- [Problem requirements]: Set down exactly, from the records below, the line with "Query: tall wooden pole" through the line with "Query: black directional sign", and nothing else.

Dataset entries
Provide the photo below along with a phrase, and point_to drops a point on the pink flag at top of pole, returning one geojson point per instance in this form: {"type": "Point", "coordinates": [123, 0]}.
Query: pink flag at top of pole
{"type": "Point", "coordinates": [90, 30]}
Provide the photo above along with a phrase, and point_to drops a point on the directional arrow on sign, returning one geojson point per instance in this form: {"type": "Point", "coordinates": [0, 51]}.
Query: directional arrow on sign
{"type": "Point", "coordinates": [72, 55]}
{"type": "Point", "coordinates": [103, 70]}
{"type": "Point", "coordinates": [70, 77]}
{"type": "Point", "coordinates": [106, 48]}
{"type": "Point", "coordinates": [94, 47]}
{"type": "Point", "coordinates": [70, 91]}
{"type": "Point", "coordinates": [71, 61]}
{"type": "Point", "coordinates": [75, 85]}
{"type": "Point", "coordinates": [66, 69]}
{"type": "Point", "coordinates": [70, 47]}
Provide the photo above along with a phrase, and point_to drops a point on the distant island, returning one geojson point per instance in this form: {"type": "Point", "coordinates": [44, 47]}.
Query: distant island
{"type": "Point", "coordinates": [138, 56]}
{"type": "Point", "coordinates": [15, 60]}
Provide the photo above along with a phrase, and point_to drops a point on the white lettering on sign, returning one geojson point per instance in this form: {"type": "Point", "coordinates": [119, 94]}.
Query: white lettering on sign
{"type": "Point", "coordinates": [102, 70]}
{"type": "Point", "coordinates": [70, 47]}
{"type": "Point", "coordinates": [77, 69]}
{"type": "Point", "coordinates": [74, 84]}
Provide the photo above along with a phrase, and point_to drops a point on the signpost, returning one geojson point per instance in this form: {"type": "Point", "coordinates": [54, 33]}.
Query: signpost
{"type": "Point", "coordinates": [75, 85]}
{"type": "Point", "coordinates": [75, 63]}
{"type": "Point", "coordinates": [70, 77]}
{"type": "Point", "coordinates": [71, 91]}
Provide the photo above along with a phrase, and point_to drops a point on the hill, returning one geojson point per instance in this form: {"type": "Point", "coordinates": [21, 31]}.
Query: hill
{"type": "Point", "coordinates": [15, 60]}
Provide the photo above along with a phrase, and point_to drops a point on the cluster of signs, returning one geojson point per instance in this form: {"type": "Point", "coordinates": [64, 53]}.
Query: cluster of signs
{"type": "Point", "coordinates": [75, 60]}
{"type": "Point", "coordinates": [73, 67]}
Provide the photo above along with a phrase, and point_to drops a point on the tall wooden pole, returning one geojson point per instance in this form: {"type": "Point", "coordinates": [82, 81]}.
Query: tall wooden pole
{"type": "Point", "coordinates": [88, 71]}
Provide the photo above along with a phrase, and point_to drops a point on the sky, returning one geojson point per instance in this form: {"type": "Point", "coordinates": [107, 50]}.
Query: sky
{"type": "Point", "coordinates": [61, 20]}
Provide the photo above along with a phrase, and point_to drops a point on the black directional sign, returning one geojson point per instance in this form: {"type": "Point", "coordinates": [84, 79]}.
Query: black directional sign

...

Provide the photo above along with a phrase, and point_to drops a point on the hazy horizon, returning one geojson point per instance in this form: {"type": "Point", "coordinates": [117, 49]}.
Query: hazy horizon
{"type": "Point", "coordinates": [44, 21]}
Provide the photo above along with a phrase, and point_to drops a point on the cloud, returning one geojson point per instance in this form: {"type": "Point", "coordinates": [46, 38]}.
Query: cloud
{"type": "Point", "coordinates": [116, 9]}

- [Answer space]:
Query: tall wooden pole
{"type": "Point", "coordinates": [88, 71]}
Provide the photo above along with a phrase, and point_to drops a point on the sky, returning one geojson point per instance in this form: {"type": "Point", "coordinates": [107, 50]}.
Query: sky
{"type": "Point", "coordinates": [61, 20]}
Provide the photo above along with a phrase, and point_to drops a point on the black directional sign, returning one geojson point per instance in this form: {"type": "Point", "coordinates": [84, 79]}.
Query: black directional sign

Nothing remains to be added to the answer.